TASKS TO CARRY OUT:
a: In the sermon, how many years of independence does the speaker say the country is celebrating?
b: From the sermon, return the stretch from "In each case, be" through "accept that freedom.".
c: Turn the sermon paragraph that begins "There are those in this country today" into a short list that keeps its main points.

The Cost of Freedom (2001)

This is a sermon that I gave at Walker Valley United Methodist Church for the 4th Sunday after Pentecost (1 July 2001).  The Scriptures for this Sunday were 2 Kings 2: 1 – 2, 6 – 14, Galatians 5: 1, 13 – 25, and Luke 9:  51 – 62.


One of the songs by Crosby, Stills, and Nash opens with the line “the cost of freedom in buried in the ground.” It always seems interesting to me that each year that we celebrate our country’s independence, we often forget what this day is all about, why it was that we fought the War of Independence and what it took to gain victory. And even today, as we celebrate 225 years of independence, there are still those who feel that we do not have enough freedom and those who feel that we have too much freedom.

There are those in this country today who would tell us that we have too many freedoms and that we need to pull back and let others control what we say and do. There are those who argue just the opposite, that we do not have enough freedom to say and think and act in whatever manner we wish to choose. Still others are afraid to act, for fear of stepping on the freedoms of others.

For me, freedom is that moment when we have to face what is in front of us and take actions for ourselves. It is not unlike the moment that Elisha faced on the banks of the Jordan that day that read about in the Old Testament reading this morning or that moment when Jesus said to his followers to “Follow me.”

In each case, be it Elisha or the two followers, the moment of freedom required a choice, it required that they take action. And for a moment, each person was not immediately prepared to accept that freedom.

Extracted records:
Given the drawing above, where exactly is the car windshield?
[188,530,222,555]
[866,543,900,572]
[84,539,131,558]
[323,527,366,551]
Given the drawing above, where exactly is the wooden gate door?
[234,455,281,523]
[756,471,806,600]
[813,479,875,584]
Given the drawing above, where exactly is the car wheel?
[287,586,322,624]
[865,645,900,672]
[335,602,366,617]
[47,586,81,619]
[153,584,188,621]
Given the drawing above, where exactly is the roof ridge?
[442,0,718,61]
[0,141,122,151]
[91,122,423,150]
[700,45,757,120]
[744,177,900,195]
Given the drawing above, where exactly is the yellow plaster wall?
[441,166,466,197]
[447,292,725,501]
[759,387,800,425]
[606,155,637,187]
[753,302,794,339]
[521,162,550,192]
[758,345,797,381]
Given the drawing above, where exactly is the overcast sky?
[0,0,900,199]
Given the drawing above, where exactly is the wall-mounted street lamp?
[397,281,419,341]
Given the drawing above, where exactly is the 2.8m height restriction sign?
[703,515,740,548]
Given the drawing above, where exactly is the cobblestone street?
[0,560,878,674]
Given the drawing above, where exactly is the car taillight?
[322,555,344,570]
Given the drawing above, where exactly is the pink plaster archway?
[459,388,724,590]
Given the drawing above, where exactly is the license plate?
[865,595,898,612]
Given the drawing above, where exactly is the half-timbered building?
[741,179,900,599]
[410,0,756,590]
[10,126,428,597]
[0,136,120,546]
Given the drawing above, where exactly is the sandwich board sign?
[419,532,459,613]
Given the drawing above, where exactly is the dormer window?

TASK-BY-TASK OUTPUTS:
a: 225 years

b:
In each case, be it Elisha or the two followers, the moment of freedom required a choice, it required that they take action. And for a moment, each person was not immediately prepared to accept that freedom.

c:
- Some people say we have too many freedoms and should let others control what we say and do.
- Others say we lack the freedom to say, think, and act however we choose.
- Still others are afraid to act because they fear stepping on the freedoms of others.